■ **INSTRUCTIONS FOR THE TASK**
Select each line of the items below that contains the string "clicks" and copy those lines out.

■ **Collected data**
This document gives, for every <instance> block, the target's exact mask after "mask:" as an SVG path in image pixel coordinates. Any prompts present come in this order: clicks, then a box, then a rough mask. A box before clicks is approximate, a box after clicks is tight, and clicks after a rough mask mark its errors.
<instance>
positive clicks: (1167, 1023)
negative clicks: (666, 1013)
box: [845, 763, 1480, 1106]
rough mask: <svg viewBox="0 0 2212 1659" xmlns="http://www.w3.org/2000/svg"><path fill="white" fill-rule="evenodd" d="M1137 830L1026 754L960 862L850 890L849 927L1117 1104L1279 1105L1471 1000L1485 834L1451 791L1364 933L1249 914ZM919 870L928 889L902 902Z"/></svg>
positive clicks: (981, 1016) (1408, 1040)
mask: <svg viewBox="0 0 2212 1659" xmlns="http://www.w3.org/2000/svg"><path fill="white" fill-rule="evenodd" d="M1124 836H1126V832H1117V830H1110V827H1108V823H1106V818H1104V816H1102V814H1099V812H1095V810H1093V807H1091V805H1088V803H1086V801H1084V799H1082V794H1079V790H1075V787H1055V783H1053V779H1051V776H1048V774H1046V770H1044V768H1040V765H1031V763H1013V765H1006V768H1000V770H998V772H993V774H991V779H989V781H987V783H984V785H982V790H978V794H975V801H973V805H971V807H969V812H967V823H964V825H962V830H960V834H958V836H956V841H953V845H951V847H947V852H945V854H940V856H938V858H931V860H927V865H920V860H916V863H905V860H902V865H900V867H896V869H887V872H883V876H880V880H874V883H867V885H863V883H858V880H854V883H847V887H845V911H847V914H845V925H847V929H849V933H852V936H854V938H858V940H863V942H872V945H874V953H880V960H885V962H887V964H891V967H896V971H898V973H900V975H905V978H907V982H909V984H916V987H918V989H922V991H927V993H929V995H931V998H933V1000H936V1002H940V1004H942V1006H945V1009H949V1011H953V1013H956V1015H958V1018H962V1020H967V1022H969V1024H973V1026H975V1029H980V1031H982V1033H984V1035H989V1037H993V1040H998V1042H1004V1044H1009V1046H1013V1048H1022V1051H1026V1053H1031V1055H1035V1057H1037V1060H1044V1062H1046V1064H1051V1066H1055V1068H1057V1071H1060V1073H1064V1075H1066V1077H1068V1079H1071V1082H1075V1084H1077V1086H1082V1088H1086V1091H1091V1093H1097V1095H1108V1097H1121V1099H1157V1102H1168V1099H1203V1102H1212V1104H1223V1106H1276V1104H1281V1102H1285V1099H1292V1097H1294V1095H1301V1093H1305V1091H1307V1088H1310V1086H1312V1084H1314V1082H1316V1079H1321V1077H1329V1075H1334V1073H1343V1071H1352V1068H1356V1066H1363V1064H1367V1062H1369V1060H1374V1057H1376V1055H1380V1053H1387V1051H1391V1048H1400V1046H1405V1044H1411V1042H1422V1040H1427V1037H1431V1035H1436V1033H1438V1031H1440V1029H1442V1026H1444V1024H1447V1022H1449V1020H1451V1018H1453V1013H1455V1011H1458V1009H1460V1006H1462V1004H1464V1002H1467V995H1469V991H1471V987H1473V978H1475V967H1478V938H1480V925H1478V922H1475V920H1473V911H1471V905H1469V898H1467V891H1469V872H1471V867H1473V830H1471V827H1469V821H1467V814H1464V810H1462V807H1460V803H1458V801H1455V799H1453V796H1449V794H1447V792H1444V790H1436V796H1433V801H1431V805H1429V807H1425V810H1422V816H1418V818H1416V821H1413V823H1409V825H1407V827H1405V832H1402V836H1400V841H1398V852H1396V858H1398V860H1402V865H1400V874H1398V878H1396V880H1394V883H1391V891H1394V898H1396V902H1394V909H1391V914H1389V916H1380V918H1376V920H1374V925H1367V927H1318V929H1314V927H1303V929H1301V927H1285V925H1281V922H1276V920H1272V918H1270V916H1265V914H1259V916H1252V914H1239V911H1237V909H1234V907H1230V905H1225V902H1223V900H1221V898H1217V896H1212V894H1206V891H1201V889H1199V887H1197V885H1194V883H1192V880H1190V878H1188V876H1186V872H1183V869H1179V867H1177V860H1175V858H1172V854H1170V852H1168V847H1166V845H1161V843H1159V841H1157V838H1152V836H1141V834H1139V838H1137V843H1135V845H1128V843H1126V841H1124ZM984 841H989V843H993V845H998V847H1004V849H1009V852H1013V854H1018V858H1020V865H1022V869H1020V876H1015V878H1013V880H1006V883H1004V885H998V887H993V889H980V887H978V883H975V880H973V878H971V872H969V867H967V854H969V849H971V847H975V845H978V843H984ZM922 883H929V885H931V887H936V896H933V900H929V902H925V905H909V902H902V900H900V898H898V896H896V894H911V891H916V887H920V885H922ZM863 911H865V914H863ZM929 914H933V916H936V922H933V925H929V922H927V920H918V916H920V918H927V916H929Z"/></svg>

■ **WRITTEN REPLY**
This document gives, for every <instance> block, the target's exact mask after "mask:" as an SVG path in image pixel coordinates. Any prompts present come in this order: clicks, then a box, then a rough mask. A box before clicks is approximate, a box after clicks is tight, and clicks after a rough mask mark its errors.
positive clicks: (1167, 1023)
negative clicks: (666, 1013)
positive clicks: (981, 1016) (1408, 1040)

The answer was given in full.